#### PROVIDED DATA:

* * * *

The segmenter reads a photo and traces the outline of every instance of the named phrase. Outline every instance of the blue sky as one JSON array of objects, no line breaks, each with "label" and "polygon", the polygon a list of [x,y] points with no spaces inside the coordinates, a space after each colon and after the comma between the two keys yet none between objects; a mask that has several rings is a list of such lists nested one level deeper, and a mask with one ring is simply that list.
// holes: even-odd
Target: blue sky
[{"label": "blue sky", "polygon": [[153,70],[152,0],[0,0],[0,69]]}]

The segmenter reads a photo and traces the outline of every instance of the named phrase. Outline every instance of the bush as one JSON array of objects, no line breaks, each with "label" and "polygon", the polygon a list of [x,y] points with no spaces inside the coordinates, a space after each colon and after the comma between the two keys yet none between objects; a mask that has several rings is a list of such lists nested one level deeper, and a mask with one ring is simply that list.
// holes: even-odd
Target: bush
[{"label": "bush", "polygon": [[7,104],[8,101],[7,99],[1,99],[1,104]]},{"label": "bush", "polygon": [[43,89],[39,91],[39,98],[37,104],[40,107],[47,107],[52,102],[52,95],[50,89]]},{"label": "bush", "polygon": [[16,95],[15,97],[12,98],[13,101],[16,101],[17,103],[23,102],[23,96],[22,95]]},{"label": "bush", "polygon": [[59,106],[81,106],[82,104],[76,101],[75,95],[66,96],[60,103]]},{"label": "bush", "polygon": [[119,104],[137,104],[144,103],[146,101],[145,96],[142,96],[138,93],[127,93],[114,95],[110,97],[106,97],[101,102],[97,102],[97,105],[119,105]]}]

* * * *

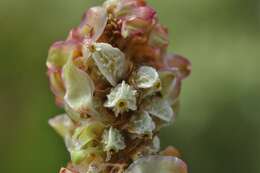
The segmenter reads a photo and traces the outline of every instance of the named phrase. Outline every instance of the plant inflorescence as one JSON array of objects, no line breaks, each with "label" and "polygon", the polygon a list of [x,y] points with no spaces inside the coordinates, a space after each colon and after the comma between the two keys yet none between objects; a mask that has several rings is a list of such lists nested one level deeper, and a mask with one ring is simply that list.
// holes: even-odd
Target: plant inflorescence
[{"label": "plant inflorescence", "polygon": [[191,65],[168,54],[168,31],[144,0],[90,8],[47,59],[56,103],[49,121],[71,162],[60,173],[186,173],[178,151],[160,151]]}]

* * * *

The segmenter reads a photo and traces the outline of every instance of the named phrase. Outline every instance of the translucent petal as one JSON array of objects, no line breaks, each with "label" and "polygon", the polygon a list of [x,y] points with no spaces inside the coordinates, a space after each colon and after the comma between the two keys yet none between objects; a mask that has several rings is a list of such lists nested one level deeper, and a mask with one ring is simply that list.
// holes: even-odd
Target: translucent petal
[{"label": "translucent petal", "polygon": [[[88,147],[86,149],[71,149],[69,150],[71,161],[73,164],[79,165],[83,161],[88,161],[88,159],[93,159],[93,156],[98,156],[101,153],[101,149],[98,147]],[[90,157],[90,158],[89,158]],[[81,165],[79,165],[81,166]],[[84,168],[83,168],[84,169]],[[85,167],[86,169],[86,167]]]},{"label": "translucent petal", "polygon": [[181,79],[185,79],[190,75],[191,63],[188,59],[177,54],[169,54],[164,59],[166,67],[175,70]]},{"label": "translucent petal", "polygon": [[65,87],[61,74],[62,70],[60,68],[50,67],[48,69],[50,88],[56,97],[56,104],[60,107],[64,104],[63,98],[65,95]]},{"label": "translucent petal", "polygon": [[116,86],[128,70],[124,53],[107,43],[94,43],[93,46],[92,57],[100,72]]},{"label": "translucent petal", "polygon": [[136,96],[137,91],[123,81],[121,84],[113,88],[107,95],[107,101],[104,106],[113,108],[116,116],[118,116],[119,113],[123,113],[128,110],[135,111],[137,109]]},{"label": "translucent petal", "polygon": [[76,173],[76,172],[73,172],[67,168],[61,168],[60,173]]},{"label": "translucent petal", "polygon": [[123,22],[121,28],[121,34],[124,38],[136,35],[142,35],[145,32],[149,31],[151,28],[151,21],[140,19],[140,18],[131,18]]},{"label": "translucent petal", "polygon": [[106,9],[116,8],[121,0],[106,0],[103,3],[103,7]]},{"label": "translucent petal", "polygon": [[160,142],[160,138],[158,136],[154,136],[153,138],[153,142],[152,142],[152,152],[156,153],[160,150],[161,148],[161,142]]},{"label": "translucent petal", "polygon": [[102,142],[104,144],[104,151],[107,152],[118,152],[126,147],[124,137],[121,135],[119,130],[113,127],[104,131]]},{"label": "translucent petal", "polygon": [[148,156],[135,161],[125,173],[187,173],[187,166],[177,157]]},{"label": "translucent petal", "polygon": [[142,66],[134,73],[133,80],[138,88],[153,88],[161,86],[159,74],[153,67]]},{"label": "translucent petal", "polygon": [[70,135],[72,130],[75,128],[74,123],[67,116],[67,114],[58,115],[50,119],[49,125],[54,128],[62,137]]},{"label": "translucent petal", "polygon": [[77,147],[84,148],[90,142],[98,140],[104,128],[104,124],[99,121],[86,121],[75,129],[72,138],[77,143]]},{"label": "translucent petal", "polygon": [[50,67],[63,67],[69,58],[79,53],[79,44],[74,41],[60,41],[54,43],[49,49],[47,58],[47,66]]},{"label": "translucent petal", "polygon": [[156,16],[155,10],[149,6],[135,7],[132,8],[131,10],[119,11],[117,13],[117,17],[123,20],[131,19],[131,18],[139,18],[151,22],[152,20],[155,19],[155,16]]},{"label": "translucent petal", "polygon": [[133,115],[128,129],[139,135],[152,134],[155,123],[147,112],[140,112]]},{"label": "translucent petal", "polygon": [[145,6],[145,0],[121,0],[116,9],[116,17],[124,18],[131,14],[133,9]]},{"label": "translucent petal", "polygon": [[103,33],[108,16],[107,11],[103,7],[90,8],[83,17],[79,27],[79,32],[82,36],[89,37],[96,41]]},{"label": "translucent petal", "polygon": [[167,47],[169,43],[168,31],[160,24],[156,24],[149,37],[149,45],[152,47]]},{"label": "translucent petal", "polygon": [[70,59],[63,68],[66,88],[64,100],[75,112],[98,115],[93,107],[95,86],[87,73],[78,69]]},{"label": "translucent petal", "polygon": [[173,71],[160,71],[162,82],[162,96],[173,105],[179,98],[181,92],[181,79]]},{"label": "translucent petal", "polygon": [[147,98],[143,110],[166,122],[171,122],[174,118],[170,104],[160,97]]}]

* * * *

Convert the lines from the one containing "of the translucent" through the one containing "Target: translucent petal", inclusive, into a JSON list of strings with one string per line, skipping any blank lines.

[
  "The segmenter reads a photo and traces the outline of every instance of the named phrase. Outline every instance of the translucent petal as one JSON array of objects, no line breaks, each with \"label\" and \"polygon\", the polygon a list of [x,y] points with no spaces inside the coordinates, a space after each colon and after the comma between the two keys yet none between objects; a mask that has several rings is a list of such lists nested one level deeper, and a mask with one ring is simply that list.",
  "// holes: even-odd",
  "Target: translucent petal"
]